Start of PAGE EXCERPT
This nation stands disgraced when terrorism acquires such despicable political complexions that investigation agencies allow themselves to get sucked into the cesspool, and a bail order from the apex court becomes the subject of bazaar gossip.
The horrors of the blast in Malegaon in 2008 have been amplified several times over by the explosive fall-out of the prime accused, Lt Col Shirkant Purohit, being enlarged on bail after being behind bars for over eight years without being formally charged in court.

While that inordinate time-lag would in itself constitute an indictment of the investigation machinery, that one of the grounds on which he was released was the Supreme Court’s noting “material contradictions” in the probes conducted by the Anti-Terrorist Squad of the Maharashtra government and the National Investigation Agency is a grave condemnation of both police organisations.
For it fuels understandable speculation that they were operating in accordance with political diktat. While the Bench of Justices RK Agarwal and Abhay Mohan Sapre must be commended for asserting that bail issues are not to be influenced by “sentiments of the community”, the common man would be left bewildered at such seemingly straightforward matters having to be processed at the top of the judicial ladder.
What chance of justice for someone whose finances (or affiliation) do not permit that brand of luxury?
The judiciary has simultaneously raised both expectations and apprehensions. Can it rid the system of politicised terrorism ~ which has communal ramifications in a polarised polity. The courts now have many a call to take, inefficiency being the most trivial.
Did the ATS tailor-make its findings to suit the “Hindu terror” campaign mounted by sections of the previous central government to counter the jihadi-terror tirade of the saffron brigade? Why did the NIA, which was entrusted with the probe in 2011, wait till a change in government before allegedly “diluting” its findings against Purohit and others?
The credibility of the NIA is at stake, particularly now that it has been drafted into counter-terror operations in Kashmir. And since when did the apolitical Army get involved in such matters ~ even if Purohit’s version is confirmed as authentic?
Even a faint trace of a politicised military will spell disaster, particularly when “Pakistan” and “Muslim” are now being contrived to overlap. Expediting the trial of Purohit is now imperative, daily hearings are necessary since no fewer than 500 witnesses may have to be examined, and routine adjournments must be prohibited. Hopefully, when the Purohit case Is finally determined, probably in the Supreme Court, the judicial system would have lived up to the faith the people place in it. Given the cancer of politics eroding all other “institutions”, the courts are the people’s sole solace.
End of PAGE EXCERPT
Start of DATA UNDER STUDY
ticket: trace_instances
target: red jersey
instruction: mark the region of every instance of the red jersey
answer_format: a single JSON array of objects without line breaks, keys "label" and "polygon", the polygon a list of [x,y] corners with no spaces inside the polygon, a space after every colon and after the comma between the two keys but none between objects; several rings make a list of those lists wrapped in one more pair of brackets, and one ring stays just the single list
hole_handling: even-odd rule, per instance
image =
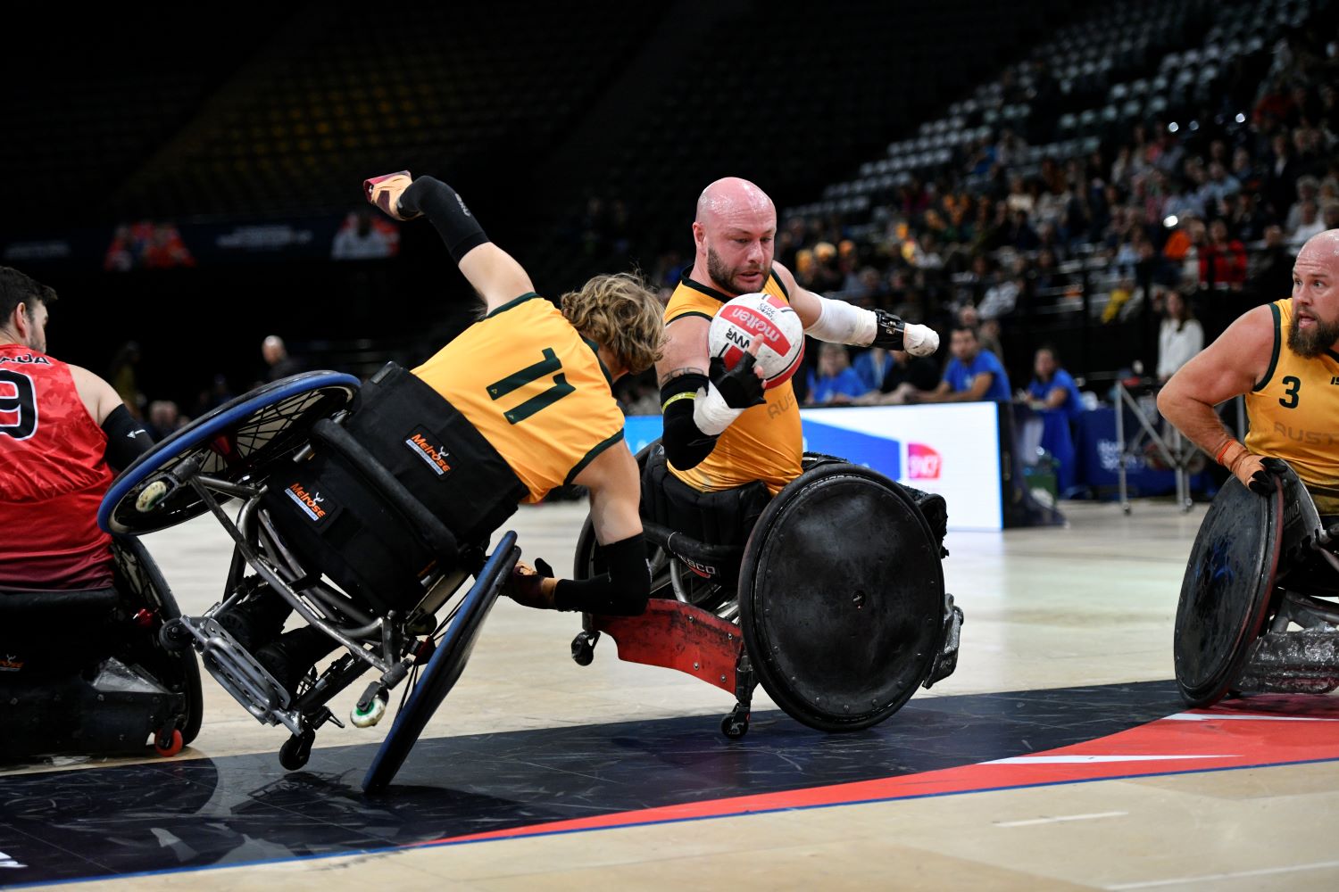
[{"label": "red jersey", "polygon": [[106,449],[70,366],[0,344],[0,588],[111,586]]}]

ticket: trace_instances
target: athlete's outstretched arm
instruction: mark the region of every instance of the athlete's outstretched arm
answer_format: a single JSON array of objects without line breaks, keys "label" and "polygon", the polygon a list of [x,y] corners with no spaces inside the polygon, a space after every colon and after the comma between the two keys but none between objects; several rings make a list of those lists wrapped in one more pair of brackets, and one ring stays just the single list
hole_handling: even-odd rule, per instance
[{"label": "athlete's outstretched arm", "polygon": [[1247,485],[1264,472],[1261,456],[1232,436],[1213,407],[1253,391],[1272,353],[1273,316],[1268,306],[1257,306],[1182,365],[1158,393],[1162,416]]},{"label": "athlete's outstretched arm", "polygon": [[805,334],[832,344],[853,346],[882,346],[907,350],[912,356],[931,356],[939,349],[939,333],[928,325],[902,322],[888,310],[866,310],[803,289],[794,274],[781,263],[771,265],[790,296]]},{"label": "athlete's outstretched arm", "polygon": [[395,219],[427,217],[489,310],[534,290],[525,269],[489,241],[459,193],[442,181],[410,179],[408,171],[400,171],[368,179],[363,187],[367,201]]}]

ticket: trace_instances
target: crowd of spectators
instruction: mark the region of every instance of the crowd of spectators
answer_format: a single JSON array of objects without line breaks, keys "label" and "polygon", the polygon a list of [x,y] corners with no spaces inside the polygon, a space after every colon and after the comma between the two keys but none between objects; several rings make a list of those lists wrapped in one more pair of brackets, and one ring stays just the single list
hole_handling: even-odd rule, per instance
[{"label": "crowd of spectators", "polygon": [[[777,259],[819,293],[944,333],[976,325],[983,348],[1015,370],[1039,330],[1075,356],[1066,334],[1121,324],[1148,333],[1145,356],[1131,348],[1122,365],[1178,365],[1186,357],[1160,358],[1160,342],[1184,352],[1189,332],[1206,342],[1249,306],[1287,297],[1296,249],[1339,227],[1339,31],[1326,23],[1233,60],[1197,107],[1107,130],[1082,156],[1023,163],[1028,139],[1054,136],[1055,114],[1034,114],[1026,132],[1006,126],[963,143],[868,211],[790,215]],[[1055,92],[1044,64],[1023,64],[1028,99]],[[1011,90],[1022,87],[1010,79],[1002,103],[1020,99]],[[668,294],[686,263],[665,251],[648,271]],[[1177,338],[1166,326],[1158,336],[1164,314]],[[807,403],[890,392],[860,350],[845,364],[829,353],[809,345],[797,376]]]}]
End of DATA UNDER STUDY
Please reproduce the Malegaon editorial from "Even a faint" up to and including "people’s sole solace.". The items are separate material and have no connection to the Malegaon editorial.

Even a faint trace of a politicised military will spell disaster, particularly when “Pakistan” and “Muslim” are now being contrived to overlap. Expediting the trial of Purohit is now imperative, daily hearings are necessary since no fewer than 500 witnesses may have to be examined, and routine adjournments must be prohibited. Hopefully, when the Purohit case Is finally determined, probably in the Supreme Court, the judicial system would have lived up to the faith the people place in it. Given the cancer of politics eroding all other “institutions”, the courts are the people’s sole solace.